What is required → Your answer must be an exact copy of the lines below, from the first through the one with "point: leaning palm", with no pictures.

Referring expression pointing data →
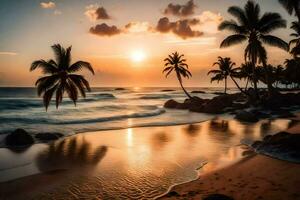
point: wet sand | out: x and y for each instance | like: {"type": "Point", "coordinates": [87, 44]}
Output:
{"type": "Point", "coordinates": [254, 177]}
{"type": "Point", "coordinates": [136, 163]}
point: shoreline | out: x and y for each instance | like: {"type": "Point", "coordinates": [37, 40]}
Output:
{"type": "Point", "coordinates": [277, 172]}
{"type": "Point", "coordinates": [55, 178]}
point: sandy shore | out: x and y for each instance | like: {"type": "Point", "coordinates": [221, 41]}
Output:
{"type": "Point", "coordinates": [255, 177]}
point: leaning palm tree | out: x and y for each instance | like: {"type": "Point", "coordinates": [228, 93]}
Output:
{"type": "Point", "coordinates": [246, 73]}
{"type": "Point", "coordinates": [295, 50]}
{"type": "Point", "coordinates": [254, 28]}
{"type": "Point", "coordinates": [175, 62]}
{"type": "Point", "coordinates": [291, 6]}
{"type": "Point", "coordinates": [226, 68]}
{"type": "Point", "coordinates": [61, 77]}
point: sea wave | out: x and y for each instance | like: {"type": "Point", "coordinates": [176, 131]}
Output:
{"type": "Point", "coordinates": [155, 96]}
{"type": "Point", "coordinates": [116, 117]}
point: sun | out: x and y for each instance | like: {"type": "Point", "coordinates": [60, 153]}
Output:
{"type": "Point", "coordinates": [138, 56]}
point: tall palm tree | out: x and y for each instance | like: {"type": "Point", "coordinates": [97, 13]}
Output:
{"type": "Point", "coordinates": [246, 73]}
{"type": "Point", "coordinates": [292, 6]}
{"type": "Point", "coordinates": [295, 51]}
{"type": "Point", "coordinates": [254, 28]}
{"type": "Point", "coordinates": [61, 76]}
{"type": "Point", "coordinates": [175, 62]}
{"type": "Point", "coordinates": [226, 68]}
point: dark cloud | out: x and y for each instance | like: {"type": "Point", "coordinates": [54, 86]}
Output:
{"type": "Point", "coordinates": [101, 13]}
{"type": "Point", "coordinates": [181, 10]}
{"type": "Point", "coordinates": [181, 28]}
{"type": "Point", "coordinates": [105, 30]}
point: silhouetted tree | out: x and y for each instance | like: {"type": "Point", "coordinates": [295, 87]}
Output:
{"type": "Point", "coordinates": [254, 28]}
{"type": "Point", "coordinates": [246, 72]}
{"type": "Point", "coordinates": [292, 7]}
{"type": "Point", "coordinates": [177, 63]}
{"type": "Point", "coordinates": [226, 68]}
{"type": "Point", "coordinates": [61, 76]}
{"type": "Point", "coordinates": [295, 43]}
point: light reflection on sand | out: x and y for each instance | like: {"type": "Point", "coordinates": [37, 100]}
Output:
{"type": "Point", "coordinates": [134, 163]}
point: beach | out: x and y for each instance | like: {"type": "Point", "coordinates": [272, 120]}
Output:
{"type": "Point", "coordinates": [253, 177]}
{"type": "Point", "coordinates": [138, 163]}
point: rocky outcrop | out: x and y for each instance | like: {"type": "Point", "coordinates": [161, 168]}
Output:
{"type": "Point", "coordinates": [217, 197]}
{"type": "Point", "coordinates": [19, 138]}
{"type": "Point", "coordinates": [279, 100]}
{"type": "Point", "coordinates": [282, 145]}
{"type": "Point", "coordinates": [198, 92]}
{"type": "Point", "coordinates": [119, 89]}
{"type": "Point", "coordinates": [246, 116]}
{"type": "Point", "coordinates": [48, 136]}
{"type": "Point", "coordinates": [219, 104]}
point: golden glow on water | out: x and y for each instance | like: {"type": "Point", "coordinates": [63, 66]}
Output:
{"type": "Point", "coordinates": [143, 162]}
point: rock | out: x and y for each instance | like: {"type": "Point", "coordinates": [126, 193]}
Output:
{"type": "Point", "coordinates": [119, 89]}
{"type": "Point", "coordinates": [217, 197]}
{"type": "Point", "coordinates": [246, 116]}
{"type": "Point", "coordinates": [218, 93]}
{"type": "Point", "coordinates": [48, 136]}
{"type": "Point", "coordinates": [167, 90]}
{"type": "Point", "coordinates": [173, 194]}
{"type": "Point", "coordinates": [256, 144]}
{"type": "Point", "coordinates": [282, 145]}
{"type": "Point", "coordinates": [260, 114]}
{"type": "Point", "coordinates": [216, 105]}
{"type": "Point", "coordinates": [198, 92]}
{"type": "Point", "coordinates": [19, 137]}
{"type": "Point", "coordinates": [171, 104]}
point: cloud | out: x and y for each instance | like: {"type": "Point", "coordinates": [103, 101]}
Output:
{"type": "Point", "coordinates": [137, 27]}
{"type": "Point", "coordinates": [209, 21]}
{"type": "Point", "coordinates": [48, 5]}
{"type": "Point", "coordinates": [181, 28]}
{"type": "Point", "coordinates": [94, 12]}
{"type": "Point", "coordinates": [7, 53]}
{"type": "Point", "coordinates": [181, 10]}
{"type": "Point", "coordinates": [105, 30]}
{"type": "Point", "coordinates": [57, 12]}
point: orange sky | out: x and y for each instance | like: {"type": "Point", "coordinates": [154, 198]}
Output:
{"type": "Point", "coordinates": [31, 28]}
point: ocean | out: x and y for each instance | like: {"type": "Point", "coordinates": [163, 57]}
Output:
{"type": "Point", "coordinates": [102, 109]}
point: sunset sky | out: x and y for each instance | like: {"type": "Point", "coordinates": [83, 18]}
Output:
{"type": "Point", "coordinates": [125, 41]}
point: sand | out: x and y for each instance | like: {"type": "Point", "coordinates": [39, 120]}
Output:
{"type": "Point", "coordinates": [254, 177]}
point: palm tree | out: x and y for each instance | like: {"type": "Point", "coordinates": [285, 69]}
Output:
{"type": "Point", "coordinates": [226, 68]}
{"type": "Point", "coordinates": [295, 51]}
{"type": "Point", "coordinates": [61, 76]}
{"type": "Point", "coordinates": [292, 6]}
{"type": "Point", "coordinates": [175, 62]}
{"type": "Point", "coordinates": [254, 28]}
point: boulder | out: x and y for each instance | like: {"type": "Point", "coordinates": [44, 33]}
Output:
{"type": "Point", "coordinates": [217, 104]}
{"type": "Point", "coordinates": [171, 104]}
{"type": "Point", "coordinates": [48, 136]}
{"type": "Point", "coordinates": [19, 137]}
{"type": "Point", "coordinates": [217, 197]}
{"type": "Point", "coordinates": [282, 145]}
{"type": "Point", "coordinates": [198, 92]}
{"type": "Point", "coordinates": [119, 89]}
{"type": "Point", "coordinates": [167, 90]}
{"type": "Point", "coordinates": [246, 116]}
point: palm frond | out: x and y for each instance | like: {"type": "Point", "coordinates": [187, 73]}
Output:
{"type": "Point", "coordinates": [274, 41]}
{"type": "Point", "coordinates": [232, 40]}
{"type": "Point", "coordinates": [47, 67]}
{"type": "Point", "coordinates": [79, 65]}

Reply to the task →
point: wet sand | out: x and y for each instance | like: {"type": "Point", "coordinates": [87, 44]}
Output:
{"type": "Point", "coordinates": [254, 177]}
{"type": "Point", "coordinates": [136, 163]}
point: shoreline | out: x and y for each instance | like: {"type": "Point", "coordinates": [37, 40]}
Output:
{"type": "Point", "coordinates": [277, 172]}
{"type": "Point", "coordinates": [55, 178]}
point: sandy shore | out: x and y for each instance | like: {"type": "Point", "coordinates": [221, 41]}
Output:
{"type": "Point", "coordinates": [255, 177]}
point: leaning palm tree | out: x and y for each instance | like: {"type": "Point", "coordinates": [228, 93]}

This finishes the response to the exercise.